Records from a data collection
## begin

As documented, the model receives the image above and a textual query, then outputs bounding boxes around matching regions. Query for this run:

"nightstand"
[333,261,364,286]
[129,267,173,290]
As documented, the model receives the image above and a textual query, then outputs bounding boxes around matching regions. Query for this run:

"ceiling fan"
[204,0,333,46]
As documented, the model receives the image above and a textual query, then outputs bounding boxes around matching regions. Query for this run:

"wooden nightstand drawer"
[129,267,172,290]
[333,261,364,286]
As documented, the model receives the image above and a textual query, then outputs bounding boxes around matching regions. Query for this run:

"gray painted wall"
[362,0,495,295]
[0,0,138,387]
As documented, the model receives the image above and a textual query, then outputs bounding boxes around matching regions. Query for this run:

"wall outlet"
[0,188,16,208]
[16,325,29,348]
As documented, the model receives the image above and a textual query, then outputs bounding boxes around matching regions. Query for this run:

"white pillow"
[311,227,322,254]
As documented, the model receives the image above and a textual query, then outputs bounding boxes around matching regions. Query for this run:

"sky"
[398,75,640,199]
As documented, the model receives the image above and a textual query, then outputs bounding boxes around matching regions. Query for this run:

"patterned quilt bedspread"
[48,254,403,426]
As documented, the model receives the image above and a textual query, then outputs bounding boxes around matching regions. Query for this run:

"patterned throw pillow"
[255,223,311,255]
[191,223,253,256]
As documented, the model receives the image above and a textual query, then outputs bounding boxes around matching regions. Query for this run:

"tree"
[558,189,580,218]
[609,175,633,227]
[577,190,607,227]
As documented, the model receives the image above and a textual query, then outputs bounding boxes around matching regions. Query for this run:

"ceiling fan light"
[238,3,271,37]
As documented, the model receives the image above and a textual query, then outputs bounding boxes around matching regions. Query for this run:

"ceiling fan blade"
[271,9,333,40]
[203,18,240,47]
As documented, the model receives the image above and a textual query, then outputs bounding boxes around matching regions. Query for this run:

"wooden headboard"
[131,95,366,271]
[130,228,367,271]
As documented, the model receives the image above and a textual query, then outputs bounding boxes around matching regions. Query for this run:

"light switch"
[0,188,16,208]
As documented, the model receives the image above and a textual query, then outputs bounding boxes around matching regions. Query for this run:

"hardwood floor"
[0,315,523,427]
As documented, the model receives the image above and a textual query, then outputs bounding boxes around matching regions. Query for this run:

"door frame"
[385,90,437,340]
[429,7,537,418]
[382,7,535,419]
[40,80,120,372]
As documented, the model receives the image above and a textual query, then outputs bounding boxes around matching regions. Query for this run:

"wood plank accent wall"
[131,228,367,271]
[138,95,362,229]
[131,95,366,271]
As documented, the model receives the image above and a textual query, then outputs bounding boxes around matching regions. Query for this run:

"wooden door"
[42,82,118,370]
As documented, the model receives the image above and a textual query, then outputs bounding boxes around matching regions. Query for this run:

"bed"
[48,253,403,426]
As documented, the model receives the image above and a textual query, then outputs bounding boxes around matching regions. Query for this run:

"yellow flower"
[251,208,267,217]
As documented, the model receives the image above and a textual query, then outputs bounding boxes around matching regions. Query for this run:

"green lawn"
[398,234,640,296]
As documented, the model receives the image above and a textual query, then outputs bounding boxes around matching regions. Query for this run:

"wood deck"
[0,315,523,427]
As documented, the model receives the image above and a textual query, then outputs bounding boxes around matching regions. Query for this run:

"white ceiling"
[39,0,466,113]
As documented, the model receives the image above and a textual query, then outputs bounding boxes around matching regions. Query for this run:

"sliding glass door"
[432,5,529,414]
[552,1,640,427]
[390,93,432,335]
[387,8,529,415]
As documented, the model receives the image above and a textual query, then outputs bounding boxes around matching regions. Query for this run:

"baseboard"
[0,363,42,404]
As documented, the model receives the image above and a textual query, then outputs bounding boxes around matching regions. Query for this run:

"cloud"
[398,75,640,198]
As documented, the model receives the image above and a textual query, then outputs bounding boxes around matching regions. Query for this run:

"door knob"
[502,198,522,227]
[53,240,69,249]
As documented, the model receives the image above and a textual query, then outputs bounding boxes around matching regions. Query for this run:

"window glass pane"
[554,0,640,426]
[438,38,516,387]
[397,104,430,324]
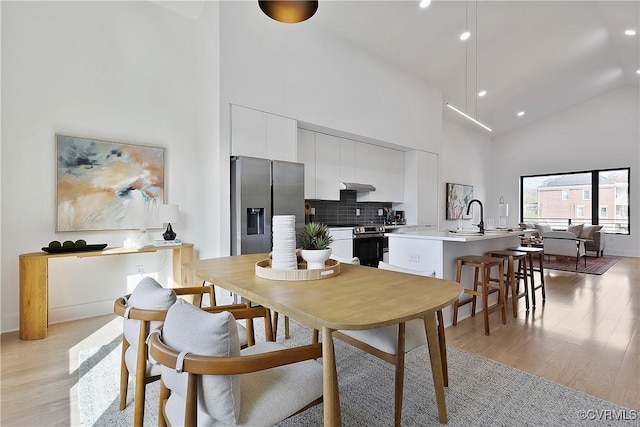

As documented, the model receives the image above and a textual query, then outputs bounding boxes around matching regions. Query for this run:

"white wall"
[1,1,208,331]
[220,2,442,256]
[488,86,640,257]
[439,121,498,229]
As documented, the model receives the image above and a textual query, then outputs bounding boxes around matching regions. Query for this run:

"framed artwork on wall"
[446,182,473,219]
[56,135,165,231]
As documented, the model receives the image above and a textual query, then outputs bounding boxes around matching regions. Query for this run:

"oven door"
[353,236,384,267]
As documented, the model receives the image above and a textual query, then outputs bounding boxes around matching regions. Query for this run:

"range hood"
[340,182,376,193]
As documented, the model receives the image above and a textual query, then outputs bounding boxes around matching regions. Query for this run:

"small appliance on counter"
[384,208,405,225]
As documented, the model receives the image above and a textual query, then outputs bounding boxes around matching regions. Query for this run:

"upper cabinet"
[297,129,316,199]
[316,133,340,200]
[297,129,340,200]
[231,104,297,162]
[340,138,357,182]
[356,142,404,202]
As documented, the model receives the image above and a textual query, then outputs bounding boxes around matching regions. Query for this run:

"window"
[520,168,631,234]
[598,206,607,218]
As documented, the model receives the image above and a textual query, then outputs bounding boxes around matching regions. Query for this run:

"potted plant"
[298,222,333,270]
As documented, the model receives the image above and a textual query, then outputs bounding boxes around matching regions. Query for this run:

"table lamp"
[498,196,509,228]
[158,205,178,240]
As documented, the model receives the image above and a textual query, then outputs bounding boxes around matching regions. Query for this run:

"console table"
[20,243,193,340]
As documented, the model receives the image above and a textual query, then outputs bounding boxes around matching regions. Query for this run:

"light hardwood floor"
[0,258,640,426]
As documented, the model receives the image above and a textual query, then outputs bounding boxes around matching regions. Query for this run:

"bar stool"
[453,255,507,335]
[509,246,547,307]
[488,249,529,318]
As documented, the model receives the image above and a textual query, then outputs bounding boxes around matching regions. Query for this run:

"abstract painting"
[447,182,473,219]
[56,135,165,231]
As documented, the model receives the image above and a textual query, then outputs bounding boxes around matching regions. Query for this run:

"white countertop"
[385,229,522,242]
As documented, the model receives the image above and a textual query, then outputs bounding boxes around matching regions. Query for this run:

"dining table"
[184,254,462,426]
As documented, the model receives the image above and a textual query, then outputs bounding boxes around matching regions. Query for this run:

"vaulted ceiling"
[308,0,640,136]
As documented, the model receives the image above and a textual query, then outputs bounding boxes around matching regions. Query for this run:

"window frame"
[520,167,632,235]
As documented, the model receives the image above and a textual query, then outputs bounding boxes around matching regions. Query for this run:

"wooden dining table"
[184,254,462,426]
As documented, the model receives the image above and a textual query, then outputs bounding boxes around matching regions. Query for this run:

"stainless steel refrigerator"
[231,156,304,255]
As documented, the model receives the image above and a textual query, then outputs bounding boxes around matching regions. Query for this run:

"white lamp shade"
[158,205,179,224]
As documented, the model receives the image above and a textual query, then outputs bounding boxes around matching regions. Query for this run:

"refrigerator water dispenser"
[247,208,264,235]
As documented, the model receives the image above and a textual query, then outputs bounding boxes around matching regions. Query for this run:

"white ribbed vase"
[300,248,331,270]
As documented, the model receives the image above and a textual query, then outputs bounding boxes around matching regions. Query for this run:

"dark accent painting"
[447,182,473,219]
[56,135,165,231]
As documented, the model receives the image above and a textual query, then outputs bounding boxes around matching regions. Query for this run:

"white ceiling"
[304,0,640,136]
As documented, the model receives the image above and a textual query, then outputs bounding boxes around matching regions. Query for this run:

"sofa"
[520,222,606,257]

## end

* JOB
Rewrite all of the lines above, swapping "textual query" for "text prompt" and changing nothing else. Do not include the pictures in your answer.

* ANSWER BELOW
As documented, the model receives the image above and a text prompt, then outputs bounding boxes around matching regions. Query for this run:

"nightstand"
[333,261,364,286]
[129,267,173,290]
As documented, the model receives the image above and a text prompt, then outputs bounding boxes around matching regions. Query for this run:

"ceiling fan"
[204,0,333,46]
As documented, the model receives the image above and a text prompt, then outputs bounding boxes around matching regions. Query for this run:

"wooden nightstand drawer"
[129,267,172,290]
[333,261,364,286]
As documented, the model receives the image above and a text prompt, then outputs bounding boxes around matching regions. Query for this run:

"gray painted wall"
[362,0,495,295]
[0,0,138,387]
As documented, the model receives the image above and a text prompt, then outputs bounding boxes around matching regions. Query for this run:

"wall outlet"
[0,188,16,208]
[16,325,29,348]
As documented, the model receives the image above and a text prompt, then outputs bounding boxes around matching regions. Query for this run:

"white pillow"
[311,227,322,254]
As documented, the model receives the image above and a text prompt, then outputs bounding boxes around matching regions. Query for this run:

"sky"
[398,75,640,199]
As documented, the model receives the image above and a text prompt, then outputs bounding boxes around matching regions. Query for this run:

"patterned quilt bedspread"
[48,254,403,426]
As documented, the model receives the image above and a text prompt, then outputs bounding boxes around matching regions. Query for this run:

"patterned throw pillow"
[255,223,311,255]
[191,223,253,256]
As documented, the model receives the image above and a text prompt, then outputs bounding boxes around matching regions. Query for this run:

"tree"
[558,189,580,218]
[609,175,633,227]
[577,190,607,227]
As documented, the model receives the image above and a text prompt, then outputs bounding boxes around matching regions. Query for this run:

"ceiling fan light"
[238,3,271,37]
As documented, the model receives the image above and a text prompt, then outputs bounding boxes around matching regions. Query for this run:

"ceiling fan blade"
[271,9,333,40]
[203,18,240,47]
As documented, the model receives the image above and a text prompt, then outputs bounding boxes around matching regions. Query for this run:

"wooden headboard"
[131,95,366,271]
[130,228,367,271]
As documented, the model receives the image above and a text prompt, then outputs bounding boxes around matching regions. Query for this run:

"light switch"
[0,188,16,208]
As documented, the model receives the image above and a text prompt, then outputs bounding boxes around matching regions. Query for this run:

"hardwood floor"
[0,315,523,427]
As documented, the model receives the image above and a text prompt, then outputs bounding boxes around matching regions. Query for this run:

"door frame"
[385,90,437,340]
[429,7,537,418]
[382,7,535,419]
[40,80,120,372]
As documented, the model receives the image above and a text prompt, then outputs bounding boxes around matching regions. Query for this run:

"wood plank accent wall"
[131,228,367,271]
[138,95,362,229]
[131,95,366,271]
As documented, the model receives the image above and a text prompt, then outputs bounding boxes around matching regions. Query for this run:

"wooden door"
[42,82,118,370]
As documented, the model receives the image above and a text prompt, then outputs bounding boxes around matching regions. Query for this run:

"bed"
[48,253,403,426]
As documented, the model receives the image above and a text prompt, then outputs bounding boxes around matching regions. Query for this run:

"yellow flower"
[251,208,267,217]
As documented, the model receives the image above and a text prompt, then outputs bounding boxes around matching regions. Query for this run:

"green lawn"
[398,234,640,296]
As documented, the model receives the image above and a text prompt, then outputs bounding boxes around matching regions. Query for this run:

"wood deck"
[0,315,523,427]
As documented, the model receives the image above and a text prompt, then outputs bounding boxes around matching regions. Query for this run:

"white ceiling"
[39,0,466,113]
As documented, the model receives the image above and a text prompt, then outputs bounding boxes around matching regions. Query for this run:

"sliding glass door"
[432,5,529,414]
[552,1,640,427]
[390,93,432,335]
[387,8,529,415]
As documented, the model receives the image above and a text prompt, then outputs bounding boxes around matching regions. Query for this run:

"baseboard"
[0,363,42,404]
As documented, the model receives the image above and a text prompt, then outputs bounding boxes around matching regions. Query for this run:

"cloud"
[398,75,640,198]
As documented, the model receives the image above and a text prompt, then outputs bounding boxes around matching regions. Query for this run:

"door knob"
[502,198,522,227]
[53,240,69,249]
As documented, the model receives the image above and a text prompt, then outputs bounding boxes around matching regions. Query for this run:

"window glass pane"
[554,0,640,426]
[438,38,516,387]
[397,104,430,324]

As documented, the model receives the image above and a text prompt, then outputs bounding boxes around matching regions. Query for this run:

"white wall"
[1,1,208,331]
[220,2,442,256]
[488,86,640,257]
[439,121,498,229]
As documented, the model receives the image above and a text prompt, then outputs bounding boxes around matching regions. Query for this run:

"framed artwork on wall"
[446,182,473,219]
[56,135,165,231]
As documented, the model receives the image above and a text prompt, then outputs bounding boxes around matching regions. Query for this run:

"oven door"
[353,236,384,267]
As documented, the model receives the image above and a text prompt, then outputs bounding boxes around matching regions. Query for this run:

"range hood"
[340,182,376,193]
As documented, the model receives the image above and a text prompt, then outputs bounding boxes around matching regions. Query for this run:

"small appliance on counter"
[384,208,405,225]
As documented, the model receives the image above and a text prompt, then outputs bounding boxes around matching regions. Query for this run:

"upper cabinet"
[297,129,316,199]
[316,133,340,200]
[297,129,340,200]
[231,104,297,162]
[340,138,357,182]
[356,142,404,202]
As documented, the model receives the image above and a text prompt, then outputs bounding boxes around matching regions. Query for this run:

"window"
[520,168,631,234]
[598,206,607,218]
As documented, the model receives the image above and a text prompt, then outputs bounding boxes around matching regions. Query for this run:

"potted plant"
[298,222,333,270]
As documented, the model receives the image above and a text prompt, then outputs bounding boxes around matching regions. Query for this run:

"table lamp"
[498,196,509,228]
[158,205,178,240]
As documented, the model receives the image above and a text prompt, then outputs bounding boxes around matching regions. Query for this run:

"console table"
[20,243,193,340]
As documented, the model receives the image above and a text prompt, then outputs bounding boxes around matching regions. Query for this run:

"light hardwood floor"
[0,258,640,426]
As documented, the model receives the image above and a text prompt, then outputs bounding boxes around matching regions. Query for this run:

"bar stool"
[453,255,507,335]
[509,246,547,307]
[488,249,529,318]
As documented, the model receives the image above and a text prompt, then outputs bounding boxes around matching regions. Query for this run:

"abstract painting"
[447,182,473,219]
[56,135,165,231]
As documented, the model receives the image above and a text prompt, then outputs bounding boxes around matching regions. Query for this run:

"white countertop"
[385,229,522,242]
As documented, the model receives the image above and a text prompt, then outputs bounding boxes around matching regions. Query for this run:

"dining table"
[184,254,462,426]
As documented, the model receives the image above and a text prompt, then outputs bounding boxes around matching regions. Query for this run:

"vaulted ceiling"
[308,0,640,136]
As documented, the model receives the image above and a text prompt, then outputs bounding boxes around matching regions. Query for this run:

"window frame"
[520,167,632,235]
As documented, the model receives the image above and a text prompt, then outputs bounding boxes around matching regions. Query for this run:

"wooden dining table"
[184,254,462,426]
As documented, the model receives the image above and a text prompt, then outputs bounding boxes around matching regions. Query for this run:

"stainless steel refrigerator"
[231,156,304,255]
As documented, the model receives the image above and a text prompt, then outputs bounding boxes around matching regions. Query for this run:

"white lamp shade"
[158,205,179,224]
As documented, the model receives the image above and a text prompt, then outputs bounding boxes around matching regions. Query for this run:

"refrigerator water dispenser"
[247,208,264,235]
As documented, the model receives the image above and a text prompt, then outputs bounding boxes around matching regions. Query for this run:

"white ribbed vase"
[300,248,331,270]
As documented, the model receives the image above and a text prompt, then outputs bounding boxes around matching regions. Query for this run:

"dark accent painting"
[447,182,473,219]
[56,135,165,231]
As documented, the model receives the image above and a text prompt, then outputs bounding boxes around matching regions. Query for this run:

"white ceiling"
[304,0,640,136]
As documented, the model receives the image above and a text prompt, then outputs bounding boxes around matching regions. Query for this run:

"sofa"
[520,222,606,257]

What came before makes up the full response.